═══ DOCUMENT SECTION

Joint work with Jin-Yi Cai and Dieter van Melkebeek.


SPT optimally approximates uniprocessor flow
David Bunde  (University of Illinois at Urbana-Champaign)

We show that the Shortest Processing Time (SPT) algorithm is (Δ+1)/2-competitive for nonpreemptive uniprocessor total flow time, where Δ is the ratio between the longest and shortest job lengths. This is best possible for a deterministic algorithm and improves on the Δ+1 approximation ratio shown by Epstein and van Stee using different methods. We also show a structural similarity between the Shortest Remaining Processing Time (SRPT) and SPT schedules.


Linear-Time Algorithms for Computing Maximum-Density Sequence Segments with Bioinformatics Applications
Michael Goldwasser (Loyola University)
We study an abstract optimization problem arising from biomolecular sequence analysis. One motivation is the desire to identify GC-rich segments of DNA sequences. For a sequence A = {a1, a2, ..., an} of real numbers, a segment A(i,j) is a consecutive subsequence of A starting with index i and ending with index j. The maximum-density segment problem takes A and two values L and U as input and asks for a segment of A with the largest possible density among those of width at least L and at most U. We provide a relatively simple, O(n)-time algorithm for this problem. This improves upon the O(n log L)-time algorithm by Lin, Jiang and Chao, for the case where U is unbounded, and upon a trivial O(n(U-L+1))-time algorithm when both L and U are specified. This is joint work with Ming-Yang Kao and Hsueh-I Lu.

Conditionalization of interval Probabilities: The Good, The Bad and The Ugly
Alex Dekhtyar (University of Kentucky)

Conditionalization, i.e., computation of a conditional probability distribution given a joint probability distribution of two or more random variables is an important operation in probability theory. While the computation of the conditional probability distribution is straightforward when the exact point probabilities are involved, it is often the case that such exact point probability distributions of random variables are not known, rather, interval probabilities are provided.

══════

• **TRY IT**
Please resume the talk abstracts after their last sentence, carrying on the abstract about conditionalization of interval probabilities. These items have no connection to the talk abstracts.

═══ RECORD SET

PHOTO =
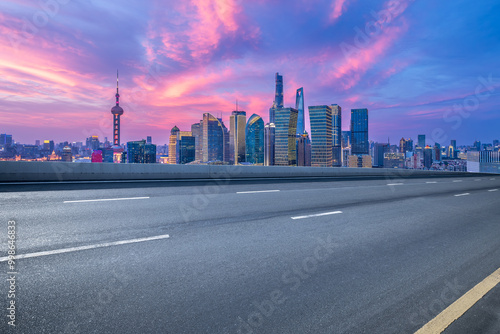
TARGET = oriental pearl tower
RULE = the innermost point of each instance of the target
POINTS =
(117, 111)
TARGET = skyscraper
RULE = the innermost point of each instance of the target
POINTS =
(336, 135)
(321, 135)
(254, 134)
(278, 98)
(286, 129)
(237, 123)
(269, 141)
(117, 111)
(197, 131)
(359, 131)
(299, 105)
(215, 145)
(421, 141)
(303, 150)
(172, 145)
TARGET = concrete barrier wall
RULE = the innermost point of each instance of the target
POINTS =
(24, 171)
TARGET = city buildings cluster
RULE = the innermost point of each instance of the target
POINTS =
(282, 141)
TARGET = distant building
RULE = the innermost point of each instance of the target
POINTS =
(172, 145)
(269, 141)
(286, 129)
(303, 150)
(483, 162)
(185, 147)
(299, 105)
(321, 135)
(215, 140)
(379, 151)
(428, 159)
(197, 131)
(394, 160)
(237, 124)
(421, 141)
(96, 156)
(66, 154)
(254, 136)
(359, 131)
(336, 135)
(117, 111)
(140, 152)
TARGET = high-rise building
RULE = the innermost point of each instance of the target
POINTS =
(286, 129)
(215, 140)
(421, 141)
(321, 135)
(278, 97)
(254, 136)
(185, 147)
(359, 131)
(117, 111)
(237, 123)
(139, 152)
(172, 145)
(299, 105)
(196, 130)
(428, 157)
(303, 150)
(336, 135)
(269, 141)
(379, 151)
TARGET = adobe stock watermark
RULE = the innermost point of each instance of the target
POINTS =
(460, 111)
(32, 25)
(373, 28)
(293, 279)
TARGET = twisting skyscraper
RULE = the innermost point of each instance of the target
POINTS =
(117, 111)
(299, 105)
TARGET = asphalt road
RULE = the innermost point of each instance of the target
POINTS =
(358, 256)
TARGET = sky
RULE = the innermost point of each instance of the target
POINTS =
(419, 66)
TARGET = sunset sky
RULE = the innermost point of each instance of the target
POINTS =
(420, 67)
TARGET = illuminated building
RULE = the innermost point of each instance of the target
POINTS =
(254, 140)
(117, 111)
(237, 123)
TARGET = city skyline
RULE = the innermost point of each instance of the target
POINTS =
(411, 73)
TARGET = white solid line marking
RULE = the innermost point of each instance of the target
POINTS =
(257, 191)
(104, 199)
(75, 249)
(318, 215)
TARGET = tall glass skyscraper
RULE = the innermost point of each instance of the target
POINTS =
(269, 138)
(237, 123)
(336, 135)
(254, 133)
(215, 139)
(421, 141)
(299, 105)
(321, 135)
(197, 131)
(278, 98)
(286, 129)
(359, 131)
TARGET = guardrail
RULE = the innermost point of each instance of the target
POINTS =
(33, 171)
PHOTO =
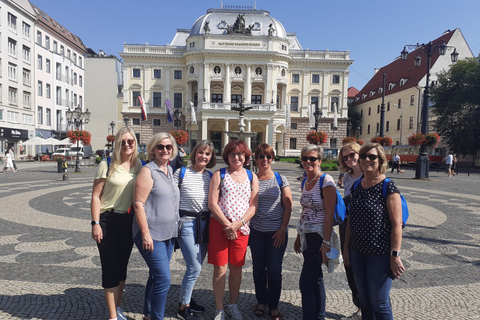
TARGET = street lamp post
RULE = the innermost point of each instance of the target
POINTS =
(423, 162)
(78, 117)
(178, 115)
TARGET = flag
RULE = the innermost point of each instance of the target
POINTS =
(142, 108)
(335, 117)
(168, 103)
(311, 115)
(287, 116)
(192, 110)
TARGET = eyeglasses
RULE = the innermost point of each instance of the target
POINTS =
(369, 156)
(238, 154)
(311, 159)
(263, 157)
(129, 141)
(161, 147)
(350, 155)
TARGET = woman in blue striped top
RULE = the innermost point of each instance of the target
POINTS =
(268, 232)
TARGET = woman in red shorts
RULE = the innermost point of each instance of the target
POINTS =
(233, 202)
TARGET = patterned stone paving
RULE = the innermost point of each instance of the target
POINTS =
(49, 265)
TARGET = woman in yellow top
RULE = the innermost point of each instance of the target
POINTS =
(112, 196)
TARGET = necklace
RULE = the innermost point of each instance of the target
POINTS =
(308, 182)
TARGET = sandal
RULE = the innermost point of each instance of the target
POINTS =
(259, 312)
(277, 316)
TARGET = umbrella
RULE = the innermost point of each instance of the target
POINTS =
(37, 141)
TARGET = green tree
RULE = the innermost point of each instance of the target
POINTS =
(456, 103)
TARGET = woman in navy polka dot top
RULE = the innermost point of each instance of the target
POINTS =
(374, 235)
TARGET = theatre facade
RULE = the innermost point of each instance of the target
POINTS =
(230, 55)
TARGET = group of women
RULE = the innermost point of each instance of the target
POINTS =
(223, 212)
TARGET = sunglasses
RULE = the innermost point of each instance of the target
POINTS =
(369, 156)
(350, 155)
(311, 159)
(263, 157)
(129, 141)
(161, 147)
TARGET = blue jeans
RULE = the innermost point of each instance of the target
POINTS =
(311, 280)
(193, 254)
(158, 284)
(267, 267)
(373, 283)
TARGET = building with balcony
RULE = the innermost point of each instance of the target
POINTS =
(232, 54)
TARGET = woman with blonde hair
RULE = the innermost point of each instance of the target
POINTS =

══════

• **WRITTEN ANSWER**
The good: In this talk we discuss a possible worlds semantics for interval probability distributions, define the operation of conditionalization on such distributions, and provide closed-form solution to the problem of computing the result of conditionalization explicitely.

The bad: While our solution is provably correct, w.r.t. the given definition, the conditionalization results show a variety of peculiar properties, such as non-commutativity.

The ugly: As it turns out, it is impossible to define a better notion of conditionalization operation on intervals. We discuss this interesting result (due to Jaffray) and its implications on representaion of imprecise probabilities.

This is joint work with Judy Goldsmith (University of Kentucky).

 
Cellular and Graph Automata in The Context of Parallelism vs. Sequential Nondeterminism
Predrag Tosic (University of Illinois at Urbana-Champaign)

It is common in theory of parallel computation to distinguish between "coarse-grained parallelism" (practically all computing machines we build are of this type) and "fine-grained parallelism" (that are built by Nature). Many problems central to the former class (physical and logical limits on parallelism, synchrony vs. asynchrony, finite speed of information propagation) are typically abstracted away altogether from the latter. For instance, in case of classical cellular automata (CA), it is assumed that a single cell 'reads' values of its neighbors and updates its current value in a single 'atomic' (i.e., indivisible) step, and in a perfect synchrony  with all other cells that do the same. But, should these "local node updates" always be considered atomic?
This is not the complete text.